**WHAT IS BEING ASKED:**
Pick out every line below that contains the word "wooden", and copy each one in full. Case counts.

**MATERIAL FOR THIS TASK:**
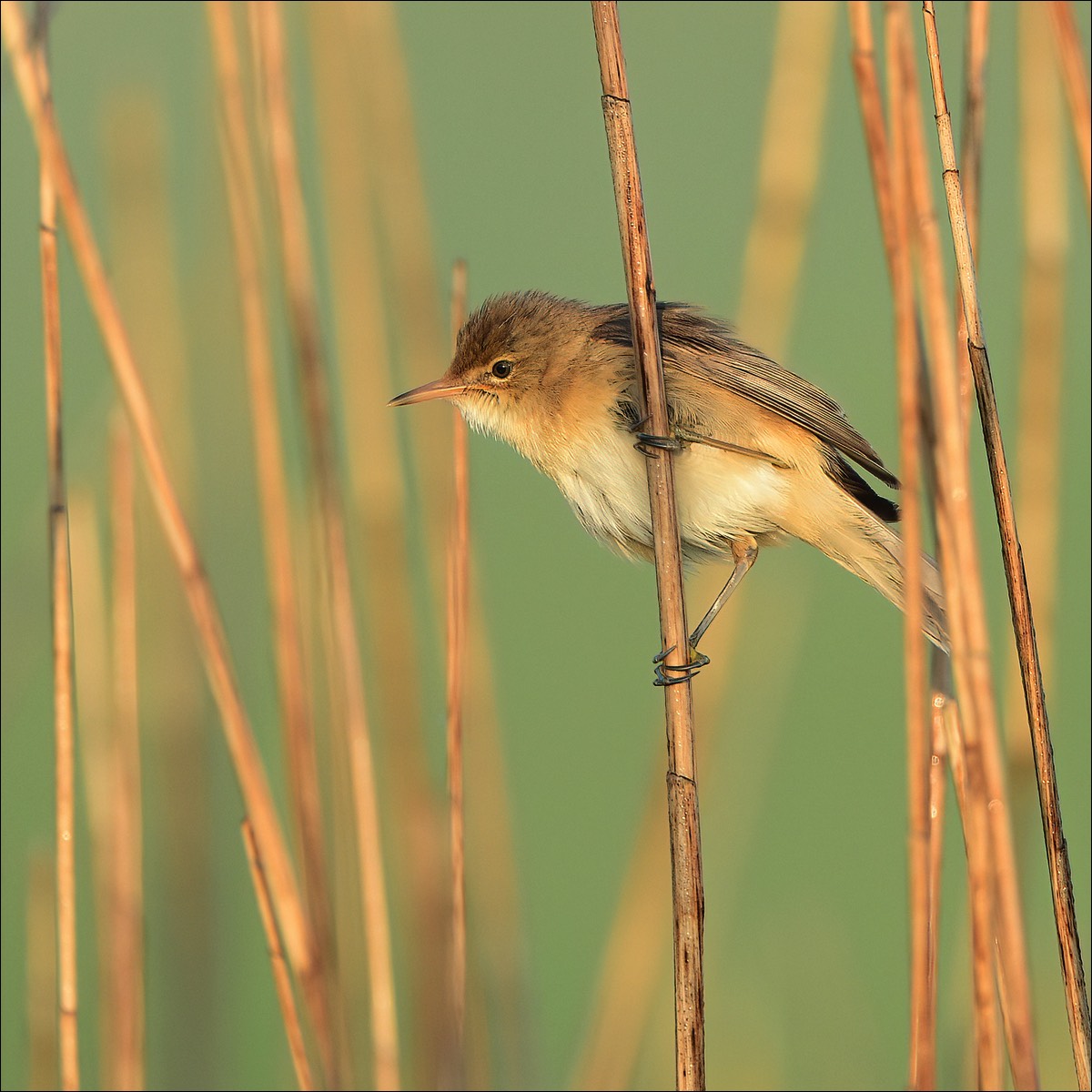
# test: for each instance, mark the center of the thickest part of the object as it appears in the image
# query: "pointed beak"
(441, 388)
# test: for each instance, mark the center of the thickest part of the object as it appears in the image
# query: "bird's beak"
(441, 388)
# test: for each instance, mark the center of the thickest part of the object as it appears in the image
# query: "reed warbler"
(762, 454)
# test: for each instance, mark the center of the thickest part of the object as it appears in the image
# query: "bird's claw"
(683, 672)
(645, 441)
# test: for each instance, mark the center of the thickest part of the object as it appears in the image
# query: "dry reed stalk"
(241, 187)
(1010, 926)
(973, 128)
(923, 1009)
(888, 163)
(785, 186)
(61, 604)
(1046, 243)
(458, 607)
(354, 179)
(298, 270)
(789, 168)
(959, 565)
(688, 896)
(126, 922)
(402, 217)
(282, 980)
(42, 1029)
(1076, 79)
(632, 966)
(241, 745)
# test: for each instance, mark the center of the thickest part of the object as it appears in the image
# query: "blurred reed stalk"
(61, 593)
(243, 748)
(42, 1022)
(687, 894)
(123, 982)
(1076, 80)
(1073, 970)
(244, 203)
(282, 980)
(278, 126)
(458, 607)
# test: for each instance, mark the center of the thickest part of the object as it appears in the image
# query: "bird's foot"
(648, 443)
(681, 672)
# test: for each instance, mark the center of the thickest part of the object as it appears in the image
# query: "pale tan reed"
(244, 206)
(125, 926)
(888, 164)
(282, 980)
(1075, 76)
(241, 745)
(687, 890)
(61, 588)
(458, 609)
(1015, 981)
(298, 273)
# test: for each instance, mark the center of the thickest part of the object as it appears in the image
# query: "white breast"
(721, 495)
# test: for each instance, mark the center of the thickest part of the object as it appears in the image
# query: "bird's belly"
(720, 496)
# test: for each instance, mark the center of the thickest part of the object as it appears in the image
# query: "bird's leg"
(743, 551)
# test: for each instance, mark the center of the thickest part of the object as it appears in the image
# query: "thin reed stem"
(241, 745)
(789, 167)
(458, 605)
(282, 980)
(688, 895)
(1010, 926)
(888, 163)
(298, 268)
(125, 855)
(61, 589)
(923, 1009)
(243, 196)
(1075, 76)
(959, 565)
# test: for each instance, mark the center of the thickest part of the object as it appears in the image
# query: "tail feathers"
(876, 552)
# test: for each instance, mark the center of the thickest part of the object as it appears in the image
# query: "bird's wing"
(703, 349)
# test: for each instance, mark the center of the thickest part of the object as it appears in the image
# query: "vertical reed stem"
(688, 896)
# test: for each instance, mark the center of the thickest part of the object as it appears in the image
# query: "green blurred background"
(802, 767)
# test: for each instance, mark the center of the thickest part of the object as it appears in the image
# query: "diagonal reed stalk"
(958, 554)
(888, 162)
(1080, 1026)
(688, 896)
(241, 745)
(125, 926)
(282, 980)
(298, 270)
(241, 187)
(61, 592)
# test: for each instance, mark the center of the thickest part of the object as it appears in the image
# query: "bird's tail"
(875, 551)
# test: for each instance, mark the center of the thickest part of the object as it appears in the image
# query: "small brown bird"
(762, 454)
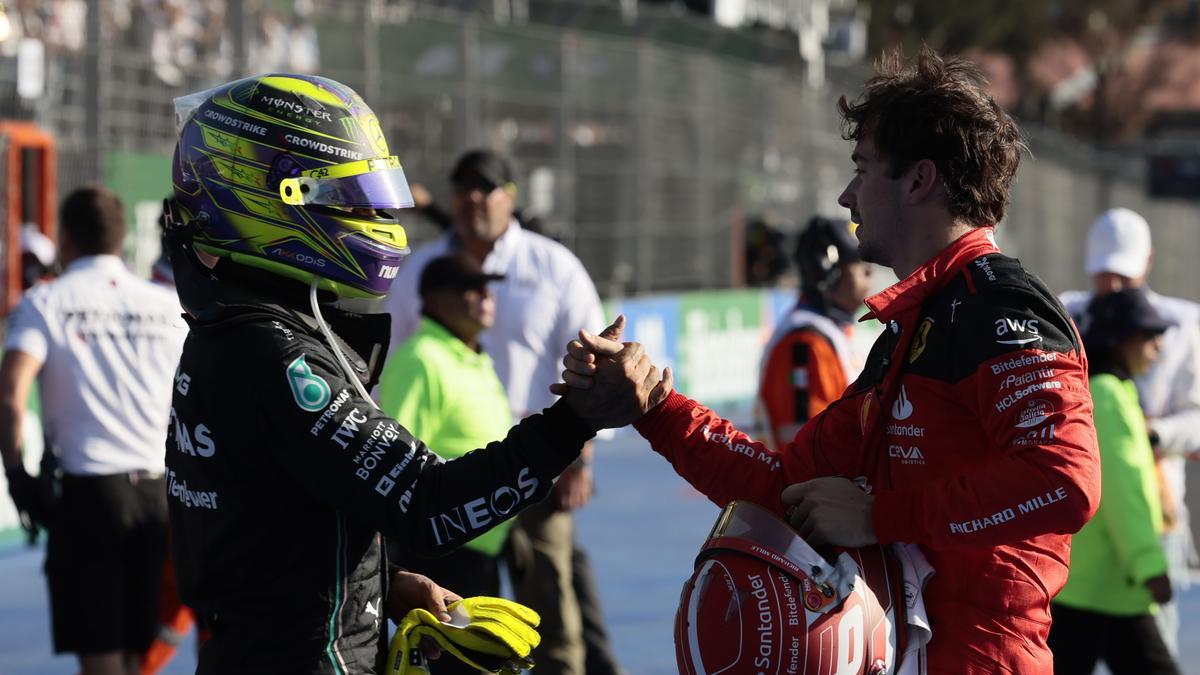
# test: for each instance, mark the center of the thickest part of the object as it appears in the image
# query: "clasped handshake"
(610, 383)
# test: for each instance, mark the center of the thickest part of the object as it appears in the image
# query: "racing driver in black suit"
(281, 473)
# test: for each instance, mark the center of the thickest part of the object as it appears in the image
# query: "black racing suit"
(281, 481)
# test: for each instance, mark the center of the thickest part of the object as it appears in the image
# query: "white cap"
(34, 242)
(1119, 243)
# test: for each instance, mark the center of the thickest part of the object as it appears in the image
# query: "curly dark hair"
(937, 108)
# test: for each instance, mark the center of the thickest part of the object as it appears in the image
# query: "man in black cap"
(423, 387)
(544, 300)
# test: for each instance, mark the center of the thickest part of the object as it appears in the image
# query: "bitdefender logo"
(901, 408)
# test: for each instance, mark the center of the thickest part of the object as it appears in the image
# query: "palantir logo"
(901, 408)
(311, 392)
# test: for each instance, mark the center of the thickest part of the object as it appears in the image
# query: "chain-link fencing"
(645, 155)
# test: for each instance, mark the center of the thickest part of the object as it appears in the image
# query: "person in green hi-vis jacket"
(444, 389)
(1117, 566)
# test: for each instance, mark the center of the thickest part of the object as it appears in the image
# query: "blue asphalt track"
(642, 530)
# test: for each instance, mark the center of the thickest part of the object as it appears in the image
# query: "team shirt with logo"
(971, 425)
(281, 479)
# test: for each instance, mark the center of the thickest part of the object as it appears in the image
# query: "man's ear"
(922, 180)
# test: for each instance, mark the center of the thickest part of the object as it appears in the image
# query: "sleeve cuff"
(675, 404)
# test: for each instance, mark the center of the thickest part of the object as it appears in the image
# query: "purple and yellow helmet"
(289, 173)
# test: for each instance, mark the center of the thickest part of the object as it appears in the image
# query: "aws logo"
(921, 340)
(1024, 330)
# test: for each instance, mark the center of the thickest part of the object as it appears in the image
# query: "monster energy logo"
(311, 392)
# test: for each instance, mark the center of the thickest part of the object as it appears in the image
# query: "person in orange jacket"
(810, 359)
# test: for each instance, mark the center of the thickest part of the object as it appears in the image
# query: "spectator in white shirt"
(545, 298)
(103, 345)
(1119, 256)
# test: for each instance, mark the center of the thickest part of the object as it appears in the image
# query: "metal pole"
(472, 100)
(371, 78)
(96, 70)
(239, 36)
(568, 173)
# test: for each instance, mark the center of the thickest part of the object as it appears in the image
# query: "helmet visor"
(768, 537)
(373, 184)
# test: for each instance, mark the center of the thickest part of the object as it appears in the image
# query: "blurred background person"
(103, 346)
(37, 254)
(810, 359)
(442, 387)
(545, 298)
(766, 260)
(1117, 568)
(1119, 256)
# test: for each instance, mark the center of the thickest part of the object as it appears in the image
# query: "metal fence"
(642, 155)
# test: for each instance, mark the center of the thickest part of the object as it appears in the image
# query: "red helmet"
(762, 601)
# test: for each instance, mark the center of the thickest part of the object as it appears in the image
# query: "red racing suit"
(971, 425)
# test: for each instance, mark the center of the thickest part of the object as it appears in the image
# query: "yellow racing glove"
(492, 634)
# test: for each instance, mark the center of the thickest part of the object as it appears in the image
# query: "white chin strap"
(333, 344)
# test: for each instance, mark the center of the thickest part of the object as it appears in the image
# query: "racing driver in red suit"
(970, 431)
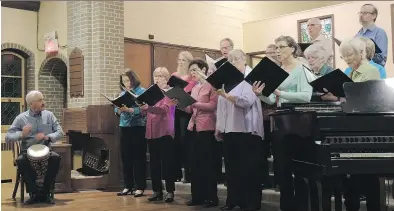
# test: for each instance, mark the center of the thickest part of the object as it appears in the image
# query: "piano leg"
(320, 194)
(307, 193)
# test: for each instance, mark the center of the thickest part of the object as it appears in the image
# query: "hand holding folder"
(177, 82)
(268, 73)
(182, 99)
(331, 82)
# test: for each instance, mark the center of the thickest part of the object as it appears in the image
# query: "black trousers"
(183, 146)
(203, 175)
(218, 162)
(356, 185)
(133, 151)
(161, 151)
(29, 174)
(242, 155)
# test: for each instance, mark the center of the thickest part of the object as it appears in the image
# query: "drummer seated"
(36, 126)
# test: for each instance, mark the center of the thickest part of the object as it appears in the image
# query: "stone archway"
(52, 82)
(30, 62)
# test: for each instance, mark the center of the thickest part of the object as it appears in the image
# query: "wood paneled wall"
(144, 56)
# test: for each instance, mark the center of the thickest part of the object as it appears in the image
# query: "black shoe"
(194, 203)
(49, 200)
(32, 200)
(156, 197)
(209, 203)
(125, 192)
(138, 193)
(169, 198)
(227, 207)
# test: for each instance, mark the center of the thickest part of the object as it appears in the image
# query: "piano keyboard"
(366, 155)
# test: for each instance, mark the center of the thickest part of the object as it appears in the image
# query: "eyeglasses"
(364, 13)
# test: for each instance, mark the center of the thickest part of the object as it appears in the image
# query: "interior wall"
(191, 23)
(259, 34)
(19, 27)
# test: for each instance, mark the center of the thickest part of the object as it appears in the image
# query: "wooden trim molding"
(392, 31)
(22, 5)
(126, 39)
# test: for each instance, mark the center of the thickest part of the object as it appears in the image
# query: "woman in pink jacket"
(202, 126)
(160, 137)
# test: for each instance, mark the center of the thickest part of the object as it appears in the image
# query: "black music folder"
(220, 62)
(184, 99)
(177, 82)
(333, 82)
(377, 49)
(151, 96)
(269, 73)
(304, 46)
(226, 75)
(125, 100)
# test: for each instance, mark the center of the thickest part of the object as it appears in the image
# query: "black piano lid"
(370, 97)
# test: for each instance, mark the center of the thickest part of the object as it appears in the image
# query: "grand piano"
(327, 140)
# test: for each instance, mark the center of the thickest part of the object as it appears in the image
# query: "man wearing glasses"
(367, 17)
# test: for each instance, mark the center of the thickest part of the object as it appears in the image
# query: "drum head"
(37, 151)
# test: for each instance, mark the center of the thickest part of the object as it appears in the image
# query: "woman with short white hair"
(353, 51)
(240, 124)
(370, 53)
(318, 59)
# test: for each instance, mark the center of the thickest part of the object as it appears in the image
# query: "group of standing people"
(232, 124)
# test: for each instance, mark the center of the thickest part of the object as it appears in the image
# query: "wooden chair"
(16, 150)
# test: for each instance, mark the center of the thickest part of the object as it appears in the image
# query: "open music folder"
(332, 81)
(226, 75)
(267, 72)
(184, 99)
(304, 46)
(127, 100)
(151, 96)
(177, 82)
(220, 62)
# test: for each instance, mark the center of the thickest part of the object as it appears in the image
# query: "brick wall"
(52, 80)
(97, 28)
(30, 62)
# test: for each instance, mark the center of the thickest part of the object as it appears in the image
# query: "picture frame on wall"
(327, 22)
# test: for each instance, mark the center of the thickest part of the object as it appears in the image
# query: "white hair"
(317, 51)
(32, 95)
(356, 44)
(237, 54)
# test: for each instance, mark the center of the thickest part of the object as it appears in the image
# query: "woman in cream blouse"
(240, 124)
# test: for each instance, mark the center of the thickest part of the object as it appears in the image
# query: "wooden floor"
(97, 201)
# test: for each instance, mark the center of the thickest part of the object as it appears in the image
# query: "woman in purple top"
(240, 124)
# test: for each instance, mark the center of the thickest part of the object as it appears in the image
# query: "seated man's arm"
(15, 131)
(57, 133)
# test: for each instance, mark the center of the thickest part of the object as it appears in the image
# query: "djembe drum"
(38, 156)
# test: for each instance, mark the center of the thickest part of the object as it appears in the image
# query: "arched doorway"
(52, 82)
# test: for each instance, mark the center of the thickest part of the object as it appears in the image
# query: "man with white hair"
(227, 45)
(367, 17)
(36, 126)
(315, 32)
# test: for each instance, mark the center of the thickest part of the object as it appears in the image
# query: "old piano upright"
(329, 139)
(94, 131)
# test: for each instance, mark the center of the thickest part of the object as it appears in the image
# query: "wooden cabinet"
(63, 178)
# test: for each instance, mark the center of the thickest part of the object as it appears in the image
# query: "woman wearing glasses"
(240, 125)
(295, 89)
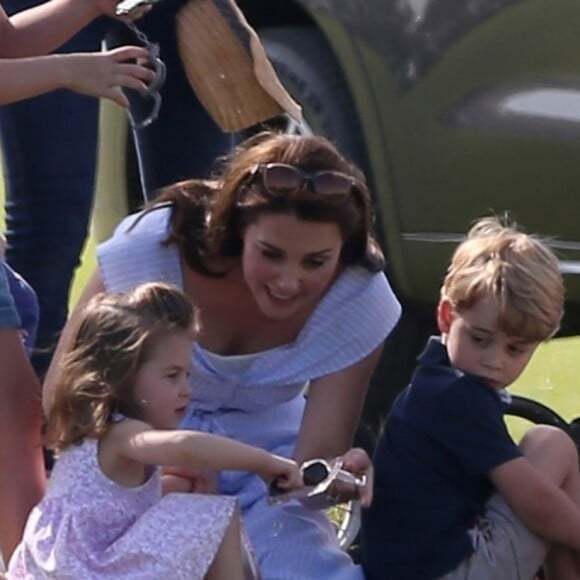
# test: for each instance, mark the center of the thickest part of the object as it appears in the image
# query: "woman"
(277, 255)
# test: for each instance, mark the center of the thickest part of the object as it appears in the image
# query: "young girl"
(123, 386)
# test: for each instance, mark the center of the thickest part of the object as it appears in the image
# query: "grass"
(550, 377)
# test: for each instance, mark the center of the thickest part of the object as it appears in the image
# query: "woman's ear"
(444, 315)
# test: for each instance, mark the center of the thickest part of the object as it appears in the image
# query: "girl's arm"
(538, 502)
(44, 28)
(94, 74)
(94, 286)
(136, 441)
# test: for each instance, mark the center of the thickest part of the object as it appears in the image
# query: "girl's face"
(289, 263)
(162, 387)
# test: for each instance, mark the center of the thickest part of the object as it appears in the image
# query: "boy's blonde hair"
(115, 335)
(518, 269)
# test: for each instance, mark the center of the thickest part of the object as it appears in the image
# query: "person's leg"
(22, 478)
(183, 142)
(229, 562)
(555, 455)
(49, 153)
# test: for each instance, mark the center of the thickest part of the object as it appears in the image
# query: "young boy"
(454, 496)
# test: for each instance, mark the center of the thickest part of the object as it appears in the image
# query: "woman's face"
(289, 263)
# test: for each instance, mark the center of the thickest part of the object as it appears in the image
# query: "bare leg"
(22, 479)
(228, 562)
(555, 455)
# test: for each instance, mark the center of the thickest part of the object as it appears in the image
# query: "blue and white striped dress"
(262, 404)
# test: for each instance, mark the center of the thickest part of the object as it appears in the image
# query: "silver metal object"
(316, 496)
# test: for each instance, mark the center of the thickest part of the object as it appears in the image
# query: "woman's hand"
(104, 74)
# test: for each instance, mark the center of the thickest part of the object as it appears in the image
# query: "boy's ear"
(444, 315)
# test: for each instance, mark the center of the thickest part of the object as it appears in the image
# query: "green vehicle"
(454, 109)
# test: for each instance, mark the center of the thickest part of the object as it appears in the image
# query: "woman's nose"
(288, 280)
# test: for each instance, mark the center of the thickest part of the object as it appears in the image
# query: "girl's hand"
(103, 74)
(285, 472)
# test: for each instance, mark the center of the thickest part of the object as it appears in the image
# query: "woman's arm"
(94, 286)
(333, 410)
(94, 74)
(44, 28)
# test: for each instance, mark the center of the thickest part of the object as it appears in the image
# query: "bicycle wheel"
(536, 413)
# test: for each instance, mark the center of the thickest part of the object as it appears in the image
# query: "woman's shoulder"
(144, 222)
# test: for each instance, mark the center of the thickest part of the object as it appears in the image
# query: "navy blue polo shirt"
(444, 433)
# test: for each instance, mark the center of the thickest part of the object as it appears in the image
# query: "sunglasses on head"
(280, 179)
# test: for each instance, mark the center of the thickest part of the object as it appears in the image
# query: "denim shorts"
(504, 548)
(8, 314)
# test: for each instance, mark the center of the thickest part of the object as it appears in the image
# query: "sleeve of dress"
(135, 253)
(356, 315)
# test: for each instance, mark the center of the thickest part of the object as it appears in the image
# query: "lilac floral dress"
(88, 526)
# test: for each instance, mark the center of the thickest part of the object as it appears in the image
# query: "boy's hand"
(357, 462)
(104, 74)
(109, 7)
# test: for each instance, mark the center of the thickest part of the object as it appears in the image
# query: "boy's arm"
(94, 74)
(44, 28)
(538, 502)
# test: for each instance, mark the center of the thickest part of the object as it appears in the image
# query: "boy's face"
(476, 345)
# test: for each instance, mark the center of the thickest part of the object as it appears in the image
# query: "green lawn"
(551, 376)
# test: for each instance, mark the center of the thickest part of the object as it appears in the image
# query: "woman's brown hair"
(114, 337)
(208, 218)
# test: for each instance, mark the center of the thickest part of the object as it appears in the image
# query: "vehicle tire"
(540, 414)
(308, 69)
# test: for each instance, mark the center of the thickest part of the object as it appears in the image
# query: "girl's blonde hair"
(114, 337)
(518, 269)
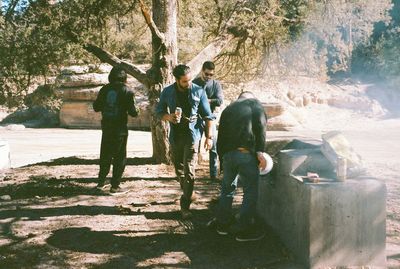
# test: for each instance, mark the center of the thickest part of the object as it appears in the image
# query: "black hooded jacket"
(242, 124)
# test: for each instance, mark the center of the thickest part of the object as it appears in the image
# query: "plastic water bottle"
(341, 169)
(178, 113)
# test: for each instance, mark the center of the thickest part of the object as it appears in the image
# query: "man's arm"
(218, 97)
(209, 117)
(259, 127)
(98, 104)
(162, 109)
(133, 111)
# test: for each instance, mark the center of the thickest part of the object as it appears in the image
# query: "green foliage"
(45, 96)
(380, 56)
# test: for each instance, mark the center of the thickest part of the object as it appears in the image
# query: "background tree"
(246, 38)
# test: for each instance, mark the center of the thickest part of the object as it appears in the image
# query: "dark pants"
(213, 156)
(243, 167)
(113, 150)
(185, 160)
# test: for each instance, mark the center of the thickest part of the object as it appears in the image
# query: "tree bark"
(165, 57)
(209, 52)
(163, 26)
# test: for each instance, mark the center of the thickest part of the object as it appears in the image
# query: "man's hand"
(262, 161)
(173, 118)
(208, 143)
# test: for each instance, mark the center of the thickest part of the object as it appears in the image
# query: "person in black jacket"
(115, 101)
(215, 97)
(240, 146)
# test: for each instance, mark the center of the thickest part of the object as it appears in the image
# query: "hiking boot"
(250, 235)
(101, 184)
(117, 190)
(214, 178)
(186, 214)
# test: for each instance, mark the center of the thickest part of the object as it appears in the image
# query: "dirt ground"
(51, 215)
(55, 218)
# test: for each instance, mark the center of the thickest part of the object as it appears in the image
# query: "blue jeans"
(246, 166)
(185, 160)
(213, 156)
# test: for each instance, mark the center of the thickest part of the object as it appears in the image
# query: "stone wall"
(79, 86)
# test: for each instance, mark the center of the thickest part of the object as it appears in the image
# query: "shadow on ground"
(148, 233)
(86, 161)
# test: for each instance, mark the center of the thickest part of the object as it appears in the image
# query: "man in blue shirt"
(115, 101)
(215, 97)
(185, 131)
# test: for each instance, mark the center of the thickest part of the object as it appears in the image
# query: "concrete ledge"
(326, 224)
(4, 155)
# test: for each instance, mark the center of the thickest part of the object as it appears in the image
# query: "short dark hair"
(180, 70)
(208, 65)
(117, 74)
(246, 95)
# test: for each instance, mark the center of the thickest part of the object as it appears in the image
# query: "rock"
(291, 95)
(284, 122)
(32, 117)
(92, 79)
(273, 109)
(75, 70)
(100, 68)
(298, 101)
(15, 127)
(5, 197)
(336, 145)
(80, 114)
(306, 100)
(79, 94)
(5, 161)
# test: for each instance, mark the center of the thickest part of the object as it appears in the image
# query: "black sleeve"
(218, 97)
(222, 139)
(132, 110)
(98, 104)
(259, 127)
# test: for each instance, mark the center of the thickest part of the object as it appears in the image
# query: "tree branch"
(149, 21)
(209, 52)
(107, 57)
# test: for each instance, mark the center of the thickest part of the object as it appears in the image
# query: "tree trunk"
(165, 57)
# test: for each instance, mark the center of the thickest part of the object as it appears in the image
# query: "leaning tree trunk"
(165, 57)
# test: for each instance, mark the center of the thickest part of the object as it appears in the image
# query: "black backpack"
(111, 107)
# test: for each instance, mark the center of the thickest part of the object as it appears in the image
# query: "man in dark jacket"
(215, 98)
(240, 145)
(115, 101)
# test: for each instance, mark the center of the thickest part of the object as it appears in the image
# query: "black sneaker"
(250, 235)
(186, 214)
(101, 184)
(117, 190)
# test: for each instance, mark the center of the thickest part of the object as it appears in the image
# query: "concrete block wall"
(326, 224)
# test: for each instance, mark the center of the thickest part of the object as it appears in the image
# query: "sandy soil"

**SOLUTION TO THIS EXERCISE:**
# query: "wooden trim molding"
# query: "wooden chair"
# query: "wooden floor"
# query: "wooden cabinet"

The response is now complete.